> Point labeling dataset excerpts

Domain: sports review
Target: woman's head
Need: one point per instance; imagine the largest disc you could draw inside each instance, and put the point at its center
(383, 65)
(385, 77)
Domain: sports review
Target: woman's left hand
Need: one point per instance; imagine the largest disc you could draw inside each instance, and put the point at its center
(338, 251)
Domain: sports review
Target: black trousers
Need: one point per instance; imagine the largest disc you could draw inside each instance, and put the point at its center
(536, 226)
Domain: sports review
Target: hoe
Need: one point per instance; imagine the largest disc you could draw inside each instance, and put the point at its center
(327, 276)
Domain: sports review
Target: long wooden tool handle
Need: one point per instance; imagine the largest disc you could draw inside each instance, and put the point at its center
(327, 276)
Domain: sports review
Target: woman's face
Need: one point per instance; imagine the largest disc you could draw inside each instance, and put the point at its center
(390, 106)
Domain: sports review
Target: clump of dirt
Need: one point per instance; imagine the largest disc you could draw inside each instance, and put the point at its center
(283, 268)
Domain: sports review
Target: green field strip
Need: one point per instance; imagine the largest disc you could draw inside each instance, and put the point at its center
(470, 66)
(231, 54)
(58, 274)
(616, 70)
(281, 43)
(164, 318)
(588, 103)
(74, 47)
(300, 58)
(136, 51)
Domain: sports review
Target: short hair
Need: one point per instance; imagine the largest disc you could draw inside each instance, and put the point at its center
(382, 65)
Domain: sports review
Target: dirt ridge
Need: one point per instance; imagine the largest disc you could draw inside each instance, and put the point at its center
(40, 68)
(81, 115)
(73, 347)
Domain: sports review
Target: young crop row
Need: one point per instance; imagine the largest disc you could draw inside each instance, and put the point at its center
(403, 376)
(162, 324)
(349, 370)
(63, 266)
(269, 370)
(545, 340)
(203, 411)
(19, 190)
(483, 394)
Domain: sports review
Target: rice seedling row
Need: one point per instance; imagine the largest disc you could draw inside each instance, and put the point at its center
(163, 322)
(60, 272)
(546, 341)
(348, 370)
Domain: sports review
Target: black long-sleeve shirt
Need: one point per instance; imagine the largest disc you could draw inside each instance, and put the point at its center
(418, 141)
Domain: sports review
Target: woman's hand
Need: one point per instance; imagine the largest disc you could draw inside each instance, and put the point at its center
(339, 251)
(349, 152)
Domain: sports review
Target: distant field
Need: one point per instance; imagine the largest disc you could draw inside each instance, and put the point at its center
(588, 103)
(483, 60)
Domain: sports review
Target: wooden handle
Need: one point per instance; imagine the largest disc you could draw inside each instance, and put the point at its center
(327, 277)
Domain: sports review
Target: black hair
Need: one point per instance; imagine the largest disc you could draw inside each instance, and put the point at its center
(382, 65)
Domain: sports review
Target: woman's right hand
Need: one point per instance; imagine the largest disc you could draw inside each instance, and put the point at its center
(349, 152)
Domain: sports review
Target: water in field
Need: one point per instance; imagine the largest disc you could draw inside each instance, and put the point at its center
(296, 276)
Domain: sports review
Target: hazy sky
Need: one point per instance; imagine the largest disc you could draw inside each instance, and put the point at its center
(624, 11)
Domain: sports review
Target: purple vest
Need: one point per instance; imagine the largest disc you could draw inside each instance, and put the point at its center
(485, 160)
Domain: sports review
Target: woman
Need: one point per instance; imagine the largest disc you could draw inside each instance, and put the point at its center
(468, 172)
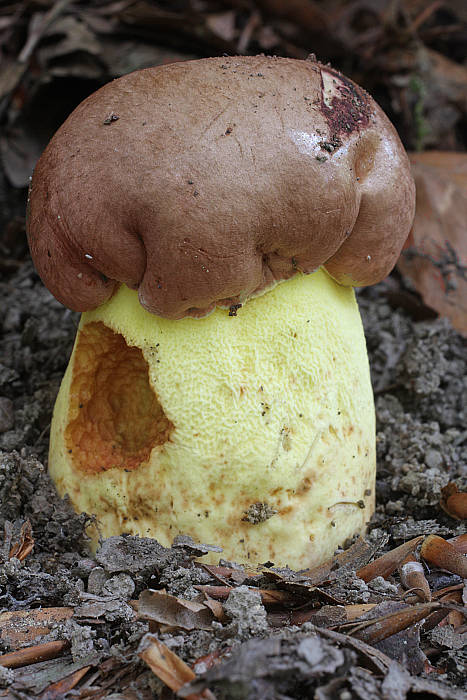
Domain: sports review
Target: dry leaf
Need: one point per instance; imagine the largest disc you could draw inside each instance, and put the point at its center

> The request
Nothing but the pictures may be dropped; output the records above exactly.

> Expected answer
Domain: sports review
Target: woman's head
Need: one point per instance; imagine the largest disc you could draw inside each instance, and put the point at its center
(383, 65)
(385, 77)
Domain: sports review
Target: woman's left hand
Need: one point per instance; imagine the largest disc you could draw inside each instance, and put the point at its center
(338, 251)
Domain: sports review
Target: black trousers
Need: one point per instance; imagine the largest disc you could draw inside each instance, and put the point at its center
(536, 226)
Domain: sports review
Target: hoe
Need: one point per instance; imagine the largest disc you could draw inside each instance, and put the point at its center
(327, 276)
Domain: sports review
Target: long wooden tool handle
Need: one point per instance; imagine the largest disc you could draw inside each instance, and put the point at its center
(327, 276)
Domain: sports review
Target: woman's face
Need: one point per instance; imagine the largest disc you could draw inside each instance, and put the point at its center
(390, 106)
Domain: sports review
Target: clump of dirt
Need: one point per instance; imagine the largest disc you could draw inside each instance, and put the point at its center
(283, 268)
Domain: sports review
Target: green field strip
Need: one point per instance; imagine the largest disc you could draw inside each instance, and put the point at its center
(470, 66)
(231, 54)
(58, 274)
(616, 70)
(281, 43)
(164, 318)
(588, 103)
(74, 47)
(300, 58)
(136, 51)
Domain: sports review
Target: short hair
Need: one point per instance; imagine the largest disc you could draw inside each instance, and put the point at its center
(382, 65)
Domain: sports review
Target: dirt ridge
Need: one point per instance; imagine the largest disc you could draw inside each instance, and put the point at its center
(40, 68)
(81, 115)
(73, 347)
Domain: sports review
Target: young crop row
Need: one point per instance; imagine the largest disc you could draw inside each instance, and put the point at its center
(403, 376)
(162, 324)
(349, 370)
(63, 266)
(269, 370)
(545, 340)
(203, 411)
(19, 190)
(483, 394)
Domain: sports review
Target: rice seedling row
Need: one point per instance; imagine the largest disc you could draw inside each instance, and put the point at its center
(163, 322)
(60, 272)
(546, 341)
(348, 370)
Domain: sports review
Target: black long-sleeve shirt
Need: one point per instance; imagine the largest disc you could draw inside each instance, and put the point at its center
(418, 141)
Domain: sports review
Target: woman's hand
Need: one point per instance; imagine the largest disc you could draw inside each instance, and put the point at its center
(339, 251)
(349, 152)
Domain: sports review
Target: distant field
Need: one point per instance; imagine the largest disc you could draw inside each instance, and put the point at its center
(588, 103)
(483, 60)
Domain: sports review
Target: wooden handle
Need: one point per instance; imagine the largest disc you could draw inside each instance, and put the point at its center
(327, 277)
Domain: sports review
Target: black hair
Need: one point per instance; imagine the largest disc you could draw inside each instance, and put the point at its center
(382, 65)
Domain: sports review
Target: woman's right hand
Need: one point per instance; imagine the largest disc you could draw inside each instance, and put the point at its center
(349, 152)
Domain: sports review
Target: water in field
Need: one point per instance; imagine the largest disc you could draw inside each instance, and put the point at its center
(296, 276)
Domain: sports review
Target: hazy sky
Need: one point per instance; imagine the largest disc you could draw inside each instance, and put the point at its center
(624, 11)
Domain: sports review
Target: purple vest
Need: one point per instance; imagine the largest disc you could draw inside each instance, and put the point at its center
(485, 160)
Domain: sports review
Target: woman
Need: one point per instance; imagine the largest disc you could draw inside each instance, and put the point at its center
(468, 172)
Domain: sports review
Target: dry leaf
Need: one point per instance; imagine the largest disc you could draw inside each instance, and put the point at its center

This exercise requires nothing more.